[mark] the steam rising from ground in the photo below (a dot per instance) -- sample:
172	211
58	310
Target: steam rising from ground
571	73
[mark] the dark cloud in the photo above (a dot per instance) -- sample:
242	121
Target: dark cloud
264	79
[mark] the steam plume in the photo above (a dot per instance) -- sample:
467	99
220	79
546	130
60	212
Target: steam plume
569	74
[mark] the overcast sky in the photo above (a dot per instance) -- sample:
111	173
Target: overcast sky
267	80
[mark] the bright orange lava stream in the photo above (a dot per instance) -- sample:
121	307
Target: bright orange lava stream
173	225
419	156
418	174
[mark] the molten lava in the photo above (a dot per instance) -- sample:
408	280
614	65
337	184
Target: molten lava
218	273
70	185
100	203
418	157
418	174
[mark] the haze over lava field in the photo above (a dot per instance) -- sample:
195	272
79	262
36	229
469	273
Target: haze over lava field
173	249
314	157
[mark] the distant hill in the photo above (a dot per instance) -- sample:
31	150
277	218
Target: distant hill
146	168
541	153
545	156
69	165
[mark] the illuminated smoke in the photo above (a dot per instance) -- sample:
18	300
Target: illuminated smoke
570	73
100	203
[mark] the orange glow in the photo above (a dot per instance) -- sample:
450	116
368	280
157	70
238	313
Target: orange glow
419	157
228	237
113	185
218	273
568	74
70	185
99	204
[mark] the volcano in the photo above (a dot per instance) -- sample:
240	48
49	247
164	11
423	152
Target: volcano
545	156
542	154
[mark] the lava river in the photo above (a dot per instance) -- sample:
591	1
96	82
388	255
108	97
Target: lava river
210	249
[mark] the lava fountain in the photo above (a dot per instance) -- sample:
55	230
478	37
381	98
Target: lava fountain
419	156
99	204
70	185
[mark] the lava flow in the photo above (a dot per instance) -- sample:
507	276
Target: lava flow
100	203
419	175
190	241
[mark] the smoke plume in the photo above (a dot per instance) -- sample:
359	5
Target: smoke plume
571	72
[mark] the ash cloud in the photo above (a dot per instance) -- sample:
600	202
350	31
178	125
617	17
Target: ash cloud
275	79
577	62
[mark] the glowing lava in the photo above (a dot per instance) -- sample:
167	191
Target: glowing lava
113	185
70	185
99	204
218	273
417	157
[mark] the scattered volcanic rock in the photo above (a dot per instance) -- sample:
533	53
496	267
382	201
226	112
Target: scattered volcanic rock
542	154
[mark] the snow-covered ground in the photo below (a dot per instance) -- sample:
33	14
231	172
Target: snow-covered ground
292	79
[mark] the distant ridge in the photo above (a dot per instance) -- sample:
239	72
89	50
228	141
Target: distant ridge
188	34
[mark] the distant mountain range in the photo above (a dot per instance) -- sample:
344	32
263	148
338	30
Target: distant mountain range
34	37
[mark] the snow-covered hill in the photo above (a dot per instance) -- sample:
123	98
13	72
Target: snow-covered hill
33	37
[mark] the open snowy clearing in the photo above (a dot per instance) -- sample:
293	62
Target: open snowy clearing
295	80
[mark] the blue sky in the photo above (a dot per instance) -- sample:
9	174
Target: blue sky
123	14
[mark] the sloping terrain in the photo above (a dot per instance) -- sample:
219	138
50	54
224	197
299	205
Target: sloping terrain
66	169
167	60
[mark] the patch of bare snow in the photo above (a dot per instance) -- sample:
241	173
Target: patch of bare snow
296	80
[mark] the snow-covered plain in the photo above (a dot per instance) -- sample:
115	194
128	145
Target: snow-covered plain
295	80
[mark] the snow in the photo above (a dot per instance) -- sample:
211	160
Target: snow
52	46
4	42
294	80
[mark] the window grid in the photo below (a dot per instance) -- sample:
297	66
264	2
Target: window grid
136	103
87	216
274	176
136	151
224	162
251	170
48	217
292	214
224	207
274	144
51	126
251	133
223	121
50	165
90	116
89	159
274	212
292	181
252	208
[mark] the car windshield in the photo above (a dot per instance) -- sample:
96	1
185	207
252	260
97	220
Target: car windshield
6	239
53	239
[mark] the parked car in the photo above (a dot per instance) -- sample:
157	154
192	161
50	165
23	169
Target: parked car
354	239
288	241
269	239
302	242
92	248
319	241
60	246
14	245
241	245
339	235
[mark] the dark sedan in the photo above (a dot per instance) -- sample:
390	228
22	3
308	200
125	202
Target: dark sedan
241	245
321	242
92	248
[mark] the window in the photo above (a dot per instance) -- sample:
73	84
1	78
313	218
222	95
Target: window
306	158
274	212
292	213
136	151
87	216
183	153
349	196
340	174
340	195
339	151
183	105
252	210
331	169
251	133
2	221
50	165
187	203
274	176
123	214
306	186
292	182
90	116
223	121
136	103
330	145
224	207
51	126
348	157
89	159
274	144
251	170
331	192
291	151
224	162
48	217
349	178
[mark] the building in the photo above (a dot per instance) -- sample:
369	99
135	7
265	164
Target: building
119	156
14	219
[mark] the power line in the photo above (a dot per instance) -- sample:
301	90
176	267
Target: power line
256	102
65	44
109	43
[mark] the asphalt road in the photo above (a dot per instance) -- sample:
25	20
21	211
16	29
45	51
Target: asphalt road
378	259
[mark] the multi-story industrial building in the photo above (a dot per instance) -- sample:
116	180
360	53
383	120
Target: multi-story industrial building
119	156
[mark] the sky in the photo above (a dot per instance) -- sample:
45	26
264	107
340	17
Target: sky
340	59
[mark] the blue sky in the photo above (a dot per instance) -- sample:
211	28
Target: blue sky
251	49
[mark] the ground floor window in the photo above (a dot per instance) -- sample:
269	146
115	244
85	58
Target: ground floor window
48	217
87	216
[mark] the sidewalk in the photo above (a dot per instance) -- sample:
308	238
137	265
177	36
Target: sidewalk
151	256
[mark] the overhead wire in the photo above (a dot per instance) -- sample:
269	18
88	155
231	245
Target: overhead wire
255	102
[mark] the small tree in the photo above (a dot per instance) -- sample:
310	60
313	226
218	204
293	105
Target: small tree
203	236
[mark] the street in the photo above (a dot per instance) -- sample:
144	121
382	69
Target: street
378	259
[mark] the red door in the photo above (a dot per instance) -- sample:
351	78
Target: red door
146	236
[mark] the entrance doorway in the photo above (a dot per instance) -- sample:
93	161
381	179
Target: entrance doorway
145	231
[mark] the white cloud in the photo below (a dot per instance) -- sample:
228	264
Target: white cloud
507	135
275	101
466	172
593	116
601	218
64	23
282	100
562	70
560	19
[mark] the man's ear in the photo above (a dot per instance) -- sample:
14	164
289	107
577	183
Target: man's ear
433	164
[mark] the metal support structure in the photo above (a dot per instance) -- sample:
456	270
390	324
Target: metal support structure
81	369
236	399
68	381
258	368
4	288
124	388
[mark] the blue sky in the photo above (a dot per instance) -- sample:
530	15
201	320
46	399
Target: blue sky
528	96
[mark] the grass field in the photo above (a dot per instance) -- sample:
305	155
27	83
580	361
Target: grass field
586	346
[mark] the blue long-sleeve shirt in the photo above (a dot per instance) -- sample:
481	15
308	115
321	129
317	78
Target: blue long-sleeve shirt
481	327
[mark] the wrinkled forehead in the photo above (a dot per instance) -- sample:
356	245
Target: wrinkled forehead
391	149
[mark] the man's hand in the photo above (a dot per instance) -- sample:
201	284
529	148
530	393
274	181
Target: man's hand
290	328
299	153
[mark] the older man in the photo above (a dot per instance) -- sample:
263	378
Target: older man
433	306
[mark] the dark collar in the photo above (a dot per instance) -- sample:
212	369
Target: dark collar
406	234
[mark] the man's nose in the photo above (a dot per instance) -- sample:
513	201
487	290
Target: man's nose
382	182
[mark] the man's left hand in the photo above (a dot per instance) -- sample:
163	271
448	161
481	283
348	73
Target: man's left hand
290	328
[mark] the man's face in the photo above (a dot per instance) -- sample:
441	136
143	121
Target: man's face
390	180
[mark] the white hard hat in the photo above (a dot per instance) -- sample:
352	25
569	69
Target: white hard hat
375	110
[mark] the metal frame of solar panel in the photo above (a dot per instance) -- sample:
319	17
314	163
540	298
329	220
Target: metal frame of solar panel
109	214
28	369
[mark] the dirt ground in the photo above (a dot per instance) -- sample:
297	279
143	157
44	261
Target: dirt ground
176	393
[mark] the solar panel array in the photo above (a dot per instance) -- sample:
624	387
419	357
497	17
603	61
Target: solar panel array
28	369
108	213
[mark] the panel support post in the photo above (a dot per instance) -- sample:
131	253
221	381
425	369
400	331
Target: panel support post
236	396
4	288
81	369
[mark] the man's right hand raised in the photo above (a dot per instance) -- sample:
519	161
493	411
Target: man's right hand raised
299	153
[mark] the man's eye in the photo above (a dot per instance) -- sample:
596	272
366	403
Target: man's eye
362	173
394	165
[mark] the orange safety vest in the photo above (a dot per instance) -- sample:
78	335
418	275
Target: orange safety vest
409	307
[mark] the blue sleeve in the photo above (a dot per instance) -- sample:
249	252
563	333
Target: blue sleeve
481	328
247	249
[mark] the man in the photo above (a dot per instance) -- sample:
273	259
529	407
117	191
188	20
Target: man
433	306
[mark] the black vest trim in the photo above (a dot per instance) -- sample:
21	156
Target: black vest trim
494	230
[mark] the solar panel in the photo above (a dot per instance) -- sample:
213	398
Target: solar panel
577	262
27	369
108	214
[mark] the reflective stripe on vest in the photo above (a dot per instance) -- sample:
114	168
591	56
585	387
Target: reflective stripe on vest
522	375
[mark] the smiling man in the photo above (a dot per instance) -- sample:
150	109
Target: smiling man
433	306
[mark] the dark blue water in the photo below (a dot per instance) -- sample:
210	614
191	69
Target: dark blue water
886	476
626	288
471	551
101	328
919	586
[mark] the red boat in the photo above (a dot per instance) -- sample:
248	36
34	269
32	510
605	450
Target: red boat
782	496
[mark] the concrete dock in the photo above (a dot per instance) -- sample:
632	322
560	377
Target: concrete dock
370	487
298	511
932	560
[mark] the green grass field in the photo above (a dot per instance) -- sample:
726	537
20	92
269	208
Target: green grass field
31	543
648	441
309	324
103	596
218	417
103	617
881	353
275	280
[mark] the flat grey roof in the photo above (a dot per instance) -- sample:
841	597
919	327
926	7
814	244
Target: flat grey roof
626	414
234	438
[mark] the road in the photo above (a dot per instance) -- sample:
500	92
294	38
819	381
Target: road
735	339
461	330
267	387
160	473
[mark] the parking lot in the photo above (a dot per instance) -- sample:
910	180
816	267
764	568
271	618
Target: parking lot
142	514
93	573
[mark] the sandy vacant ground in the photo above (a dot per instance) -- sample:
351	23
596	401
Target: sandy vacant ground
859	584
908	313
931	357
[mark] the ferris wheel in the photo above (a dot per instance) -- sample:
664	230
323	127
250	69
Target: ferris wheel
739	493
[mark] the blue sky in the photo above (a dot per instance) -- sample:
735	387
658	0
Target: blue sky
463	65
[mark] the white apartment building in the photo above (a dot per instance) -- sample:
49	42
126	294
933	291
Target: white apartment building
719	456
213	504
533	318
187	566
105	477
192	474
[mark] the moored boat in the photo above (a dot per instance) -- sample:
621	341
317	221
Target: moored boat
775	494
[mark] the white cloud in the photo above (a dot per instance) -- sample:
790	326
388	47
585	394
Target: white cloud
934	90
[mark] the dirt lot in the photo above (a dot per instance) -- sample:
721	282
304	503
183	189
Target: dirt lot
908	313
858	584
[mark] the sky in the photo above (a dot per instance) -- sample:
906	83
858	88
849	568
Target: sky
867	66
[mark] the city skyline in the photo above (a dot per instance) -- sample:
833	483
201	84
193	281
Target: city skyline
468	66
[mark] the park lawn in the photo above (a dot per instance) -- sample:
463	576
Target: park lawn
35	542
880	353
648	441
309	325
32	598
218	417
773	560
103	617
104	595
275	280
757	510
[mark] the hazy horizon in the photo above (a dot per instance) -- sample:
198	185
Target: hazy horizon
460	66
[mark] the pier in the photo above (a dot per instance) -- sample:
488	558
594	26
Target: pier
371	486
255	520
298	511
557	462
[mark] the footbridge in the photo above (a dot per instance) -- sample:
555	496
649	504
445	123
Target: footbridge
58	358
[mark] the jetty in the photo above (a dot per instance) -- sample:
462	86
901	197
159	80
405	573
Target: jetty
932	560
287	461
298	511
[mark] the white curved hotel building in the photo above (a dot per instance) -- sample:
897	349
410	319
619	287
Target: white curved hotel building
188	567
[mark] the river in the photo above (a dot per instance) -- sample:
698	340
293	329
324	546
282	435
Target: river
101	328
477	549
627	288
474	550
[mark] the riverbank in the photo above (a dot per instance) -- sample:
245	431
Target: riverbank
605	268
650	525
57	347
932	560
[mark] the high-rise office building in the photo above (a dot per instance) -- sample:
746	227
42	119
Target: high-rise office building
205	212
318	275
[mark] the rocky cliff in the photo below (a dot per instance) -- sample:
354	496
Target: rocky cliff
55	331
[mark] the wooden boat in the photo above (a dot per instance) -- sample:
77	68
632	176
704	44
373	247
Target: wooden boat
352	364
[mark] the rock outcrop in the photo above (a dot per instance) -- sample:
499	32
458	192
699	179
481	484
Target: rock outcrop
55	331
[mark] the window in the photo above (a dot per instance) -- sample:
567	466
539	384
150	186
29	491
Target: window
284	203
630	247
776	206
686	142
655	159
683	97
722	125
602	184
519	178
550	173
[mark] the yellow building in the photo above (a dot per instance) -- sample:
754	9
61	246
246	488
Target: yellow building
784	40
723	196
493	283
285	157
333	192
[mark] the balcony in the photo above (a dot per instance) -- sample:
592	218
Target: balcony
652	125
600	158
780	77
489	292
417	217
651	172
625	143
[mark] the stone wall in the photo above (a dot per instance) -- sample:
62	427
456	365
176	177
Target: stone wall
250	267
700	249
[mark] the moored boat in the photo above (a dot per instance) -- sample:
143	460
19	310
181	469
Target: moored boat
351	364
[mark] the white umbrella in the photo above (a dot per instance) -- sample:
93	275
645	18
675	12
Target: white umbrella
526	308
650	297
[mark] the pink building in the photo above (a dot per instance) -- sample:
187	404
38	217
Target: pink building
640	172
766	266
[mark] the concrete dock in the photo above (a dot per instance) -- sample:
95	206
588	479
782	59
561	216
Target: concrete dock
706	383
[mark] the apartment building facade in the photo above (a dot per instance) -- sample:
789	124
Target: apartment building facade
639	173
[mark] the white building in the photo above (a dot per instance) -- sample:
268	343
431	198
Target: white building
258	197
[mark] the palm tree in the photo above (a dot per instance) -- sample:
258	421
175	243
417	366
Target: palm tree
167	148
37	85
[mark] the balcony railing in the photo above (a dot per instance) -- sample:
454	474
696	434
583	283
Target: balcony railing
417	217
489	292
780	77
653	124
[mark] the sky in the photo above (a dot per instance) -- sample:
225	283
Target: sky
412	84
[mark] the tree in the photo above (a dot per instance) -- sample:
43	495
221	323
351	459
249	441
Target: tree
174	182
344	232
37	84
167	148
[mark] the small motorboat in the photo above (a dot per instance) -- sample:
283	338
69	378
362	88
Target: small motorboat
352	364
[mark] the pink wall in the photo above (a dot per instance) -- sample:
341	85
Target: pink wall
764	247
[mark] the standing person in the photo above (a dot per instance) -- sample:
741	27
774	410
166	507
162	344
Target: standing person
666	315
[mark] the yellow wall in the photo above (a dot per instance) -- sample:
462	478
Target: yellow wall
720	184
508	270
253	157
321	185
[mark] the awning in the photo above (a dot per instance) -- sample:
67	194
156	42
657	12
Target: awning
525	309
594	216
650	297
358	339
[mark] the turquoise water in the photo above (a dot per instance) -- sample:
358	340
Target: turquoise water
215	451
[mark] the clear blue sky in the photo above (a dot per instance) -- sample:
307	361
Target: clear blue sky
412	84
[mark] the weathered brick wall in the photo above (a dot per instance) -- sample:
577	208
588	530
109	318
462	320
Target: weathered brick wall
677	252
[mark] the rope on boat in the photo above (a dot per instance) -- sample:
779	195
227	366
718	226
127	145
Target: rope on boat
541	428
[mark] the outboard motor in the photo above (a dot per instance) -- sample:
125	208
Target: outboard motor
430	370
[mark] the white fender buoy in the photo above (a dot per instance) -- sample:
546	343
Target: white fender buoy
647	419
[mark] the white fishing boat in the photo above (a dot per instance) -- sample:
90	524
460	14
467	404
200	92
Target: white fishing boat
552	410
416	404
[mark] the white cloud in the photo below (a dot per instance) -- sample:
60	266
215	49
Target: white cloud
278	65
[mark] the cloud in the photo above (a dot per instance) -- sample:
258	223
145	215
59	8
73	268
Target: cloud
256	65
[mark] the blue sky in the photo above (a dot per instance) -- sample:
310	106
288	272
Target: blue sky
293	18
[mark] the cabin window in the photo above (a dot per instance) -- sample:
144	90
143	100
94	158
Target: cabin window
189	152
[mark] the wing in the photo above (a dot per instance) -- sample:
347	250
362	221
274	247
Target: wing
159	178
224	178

-*-*-

- **WRITTEN TASK**
Copy exactly the lines from the one containing "[mark] the clear" through the last line of the records, both included, and nothing else.

- **SOLUTION FOR THIS PROBLEM**
[mark] the clear blue sky in the photo above (a dot per instance) -- sample:
307	361
Target: clear blue sky
412	84
[mark] the weathered brick wall in the photo above (a dot per instance) -- sample:
577	208
588	530
109	318
462	320
Target: weathered brick wall
677	252
[mark] the rope on boat in the photo above (a dot per instance) -- sample:
779	195
227	366
718	226
127	145
Target: rope on boat
541	428
[mark] the outboard motor in the photo above (a dot per instance) -- sample:
125	208
Target: outboard motor
430	370
[mark] the white fender buoy in the photo above (a dot per instance) -- sample:
546	343
Target: white fender buoy
647	419
[mark] the white fishing boat in the photo above (a dot per instance) -- sample:
90	524
460	14
467	404
200	92
Target: white fishing boat
552	410
416	404
[mark] the white cloud in the photo below (a dot per instance) -- sample:
60	266
215	49
Target: white cloud
278	65
[mark] the cloud in the photo above (a dot per instance) -- sample:
258	223
145	215
59	8
73	268
Target: cloud
256	65
[mark] the blue sky in the photo above (a dot per instance) -- sample:
310	106
288	272
Target: blue sky
293	18
[mark] the cabin window in the photo above (a dot per instance) -- sample:
144	90
143	100
94	158
Target: cabin window
189	152
[mark] the wing in the photo above (a dot per instance) -- sample:
347	250
362	221
274	247
Target: wing
159	178
224	178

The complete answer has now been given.